- _What is expected_: Please copy the lines from the one containing "</instance>" through the one containing "2L450 0L433 471L508", inclusive, changing "rough mask" to "coarse mask" and leaving everything else as it is.

Data records
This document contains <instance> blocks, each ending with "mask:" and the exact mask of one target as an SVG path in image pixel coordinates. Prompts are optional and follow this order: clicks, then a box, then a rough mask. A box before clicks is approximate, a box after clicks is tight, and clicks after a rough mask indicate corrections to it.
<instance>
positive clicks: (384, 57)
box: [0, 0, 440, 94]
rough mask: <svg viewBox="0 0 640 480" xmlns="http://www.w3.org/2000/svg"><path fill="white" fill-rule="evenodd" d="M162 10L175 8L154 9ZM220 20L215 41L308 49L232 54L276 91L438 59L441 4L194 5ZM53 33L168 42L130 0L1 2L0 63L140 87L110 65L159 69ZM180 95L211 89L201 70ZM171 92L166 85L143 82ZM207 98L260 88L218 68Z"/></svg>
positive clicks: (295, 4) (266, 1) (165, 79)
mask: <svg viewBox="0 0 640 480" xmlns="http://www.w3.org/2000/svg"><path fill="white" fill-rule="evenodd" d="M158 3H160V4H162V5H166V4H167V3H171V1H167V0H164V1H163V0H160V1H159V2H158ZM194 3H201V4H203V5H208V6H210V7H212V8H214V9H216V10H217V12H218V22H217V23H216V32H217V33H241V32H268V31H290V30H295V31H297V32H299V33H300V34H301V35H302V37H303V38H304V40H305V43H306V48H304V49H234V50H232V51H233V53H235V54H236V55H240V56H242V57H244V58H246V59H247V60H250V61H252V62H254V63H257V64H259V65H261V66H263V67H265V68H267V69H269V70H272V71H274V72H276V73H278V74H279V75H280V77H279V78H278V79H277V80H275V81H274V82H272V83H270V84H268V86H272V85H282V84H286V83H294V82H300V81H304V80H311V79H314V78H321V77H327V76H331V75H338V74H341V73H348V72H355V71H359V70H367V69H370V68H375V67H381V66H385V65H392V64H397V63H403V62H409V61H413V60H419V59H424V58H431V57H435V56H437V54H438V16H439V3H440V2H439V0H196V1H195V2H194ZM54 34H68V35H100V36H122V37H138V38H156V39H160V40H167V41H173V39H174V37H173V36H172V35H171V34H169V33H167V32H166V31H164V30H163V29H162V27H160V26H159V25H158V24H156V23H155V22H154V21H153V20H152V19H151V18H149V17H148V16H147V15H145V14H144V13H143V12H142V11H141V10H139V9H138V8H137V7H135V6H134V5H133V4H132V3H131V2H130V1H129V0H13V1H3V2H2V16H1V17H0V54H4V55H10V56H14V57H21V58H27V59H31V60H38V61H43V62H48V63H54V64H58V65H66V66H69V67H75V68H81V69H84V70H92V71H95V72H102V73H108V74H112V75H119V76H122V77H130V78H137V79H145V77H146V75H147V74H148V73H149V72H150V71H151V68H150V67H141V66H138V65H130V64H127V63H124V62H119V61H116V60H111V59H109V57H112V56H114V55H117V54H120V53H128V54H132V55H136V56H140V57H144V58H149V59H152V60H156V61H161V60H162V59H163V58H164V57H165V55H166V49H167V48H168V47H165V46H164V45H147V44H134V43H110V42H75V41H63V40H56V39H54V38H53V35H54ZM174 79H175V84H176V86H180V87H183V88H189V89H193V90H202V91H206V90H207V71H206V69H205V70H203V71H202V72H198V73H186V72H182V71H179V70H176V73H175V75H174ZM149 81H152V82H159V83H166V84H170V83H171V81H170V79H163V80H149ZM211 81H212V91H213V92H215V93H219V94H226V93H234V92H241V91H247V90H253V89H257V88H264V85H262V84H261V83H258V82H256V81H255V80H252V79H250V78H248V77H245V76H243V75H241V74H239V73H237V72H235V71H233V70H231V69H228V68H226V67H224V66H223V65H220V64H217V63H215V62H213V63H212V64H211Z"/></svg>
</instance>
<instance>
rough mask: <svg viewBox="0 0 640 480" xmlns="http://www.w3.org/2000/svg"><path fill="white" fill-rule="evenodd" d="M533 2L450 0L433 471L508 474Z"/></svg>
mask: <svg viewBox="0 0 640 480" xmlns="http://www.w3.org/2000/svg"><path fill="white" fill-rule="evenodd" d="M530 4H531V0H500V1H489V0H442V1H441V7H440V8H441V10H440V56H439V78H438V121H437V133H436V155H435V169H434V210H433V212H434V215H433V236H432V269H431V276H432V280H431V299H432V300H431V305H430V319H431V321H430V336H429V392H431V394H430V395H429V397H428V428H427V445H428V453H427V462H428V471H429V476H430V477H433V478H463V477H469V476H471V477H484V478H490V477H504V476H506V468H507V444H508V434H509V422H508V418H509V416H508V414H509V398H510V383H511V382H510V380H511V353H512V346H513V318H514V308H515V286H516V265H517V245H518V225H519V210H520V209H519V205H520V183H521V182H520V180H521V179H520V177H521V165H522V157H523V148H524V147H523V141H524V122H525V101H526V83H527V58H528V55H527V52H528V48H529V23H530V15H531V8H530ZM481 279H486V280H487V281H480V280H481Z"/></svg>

- _Output for this task_:
</instance>
<instance>
coarse mask: <svg viewBox="0 0 640 480" xmlns="http://www.w3.org/2000/svg"><path fill="white" fill-rule="evenodd" d="M533 2L450 0L433 471L508 474Z"/></svg>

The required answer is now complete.